[Data for analysis Boundary: Start]
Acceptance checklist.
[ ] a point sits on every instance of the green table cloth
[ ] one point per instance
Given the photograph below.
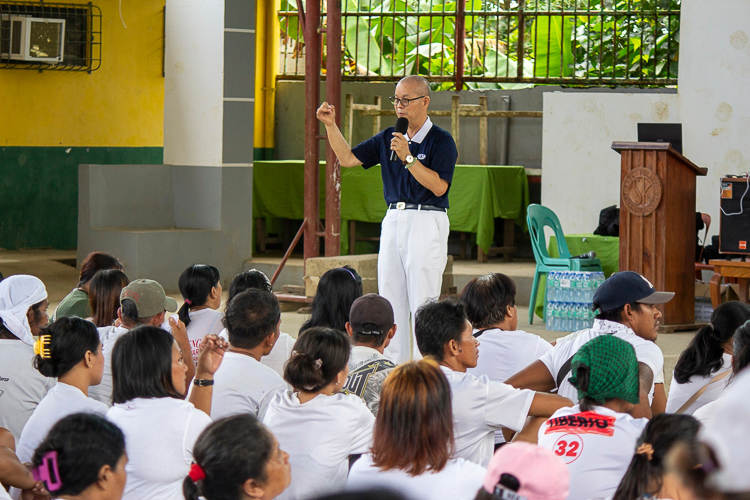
(478, 195)
(607, 250)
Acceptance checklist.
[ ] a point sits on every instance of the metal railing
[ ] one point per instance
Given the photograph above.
(499, 43)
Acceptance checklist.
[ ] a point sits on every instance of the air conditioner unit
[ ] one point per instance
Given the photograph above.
(37, 39)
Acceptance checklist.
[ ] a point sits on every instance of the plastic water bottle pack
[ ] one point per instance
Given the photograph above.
(570, 296)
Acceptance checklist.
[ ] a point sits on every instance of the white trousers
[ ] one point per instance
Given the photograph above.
(412, 258)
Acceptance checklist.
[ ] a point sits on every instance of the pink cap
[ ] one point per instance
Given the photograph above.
(541, 474)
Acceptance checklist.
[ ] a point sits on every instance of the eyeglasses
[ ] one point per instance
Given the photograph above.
(404, 102)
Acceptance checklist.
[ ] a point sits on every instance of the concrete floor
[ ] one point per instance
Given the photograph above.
(55, 269)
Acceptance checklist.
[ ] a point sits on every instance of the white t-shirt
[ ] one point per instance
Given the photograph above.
(159, 436)
(319, 436)
(505, 353)
(240, 385)
(22, 387)
(62, 400)
(108, 336)
(680, 393)
(646, 352)
(459, 480)
(597, 447)
(362, 354)
(278, 356)
(480, 407)
(203, 322)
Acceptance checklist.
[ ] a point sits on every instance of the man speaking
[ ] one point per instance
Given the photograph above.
(416, 181)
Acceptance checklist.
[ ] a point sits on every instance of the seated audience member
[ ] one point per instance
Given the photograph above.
(76, 303)
(70, 351)
(595, 438)
(142, 303)
(480, 406)
(647, 475)
(626, 303)
(200, 287)
(317, 425)
(524, 470)
(699, 376)
(371, 328)
(490, 303)
(491, 309)
(82, 458)
(740, 361)
(104, 296)
(413, 440)
(12, 472)
(726, 440)
(160, 427)
(241, 383)
(337, 291)
(254, 279)
(237, 458)
(23, 311)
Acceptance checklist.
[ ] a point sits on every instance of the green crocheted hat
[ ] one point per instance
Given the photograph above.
(613, 370)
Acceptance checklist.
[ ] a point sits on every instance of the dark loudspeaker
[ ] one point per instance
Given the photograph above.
(734, 226)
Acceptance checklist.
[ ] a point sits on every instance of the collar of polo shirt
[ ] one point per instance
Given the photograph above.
(419, 136)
[Data for analysis Boundary: End]
Problem requirements. Line by line, return the listing above exactly, leaving out its pictures.

Result of this exercise.
Acceptance checklist.
[ ] a point sits on every instance of the green table cloth
[ ] one point per instance
Given the photograph below.
(478, 195)
(607, 250)
Acceptance checklist.
[ ] a point sits on every instance of the metal railing
[ ] one point per instance
Given the photograph above.
(499, 43)
Acceptance checklist.
[ ] a point sits on every instance of the air conditioner unit
[ ] one point per instance
Given the photograph above.
(37, 39)
Acceptance checklist.
[ ] a point sits on every instance of the plastic water bottle pack
[ ] one point per instance
Given the photograph above.
(570, 296)
Acceptance checklist.
[ ] a point sits on every instance of the white trousers
[ ] one point per instance
Given the photograph above.
(412, 258)
Acceptance checklist.
[ ] a point sits on every instance of the pink cap
[ ] one point per instance
Given the photograph above.
(541, 474)
Acceptance checklist.
[ ] a point sits on every instance of the eyeglasses
[ ] one point per instance
Given the photograph above.
(404, 102)
Acceptance checklist.
[ ] a point sits on every instance of the concrete floor
[ ] one point per instance
Given the photograph above.
(55, 269)
Acceptance checklist.
[ ] a point sits on every instance of the white t-shirt
[ ] one point per instance
Given the photograph above.
(159, 436)
(319, 436)
(505, 353)
(240, 385)
(22, 387)
(62, 400)
(108, 336)
(680, 393)
(646, 352)
(459, 480)
(597, 447)
(362, 354)
(278, 356)
(480, 407)
(203, 322)
Acceptance checklist.
[ ] a point sits on every instance of the man speaking
[ ] one point per instance
Given the photograph above.
(416, 181)
Acceptance checklist.
[ ] a point sits on every instance of the seated audience member
[ ] one point per instance
Given the photograph above.
(76, 303)
(70, 351)
(595, 438)
(142, 303)
(480, 406)
(647, 475)
(626, 303)
(200, 287)
(317, 425)
(524, 470)
(699, 376)
(371, 328)
(490, 303)
(491, 309)
(82, 458)
(740, 361)
(104, 296)
(413, 440)
(12, 472)
(726, 440)
(160, 427)
(241, 383)
(337, 291)
(254, 279)
(237, 458)
(23, 311)
Acceptance checklist.
[ ] a point sits on every instance of the green crocheted hat
[ ] one point per instance
Given the photograph above.
(613, 370)
Acceptance checklist.
[ ] a point sits on every instance of the dark loudspeaker
[ ] one point per instance
Given the photograph above.
(734, 226)
Acceptance checklist.
[ ] a point sits on every instance of the collar of polo shirt
[ ] one point per instance
Given the photograph above.
(419, 136)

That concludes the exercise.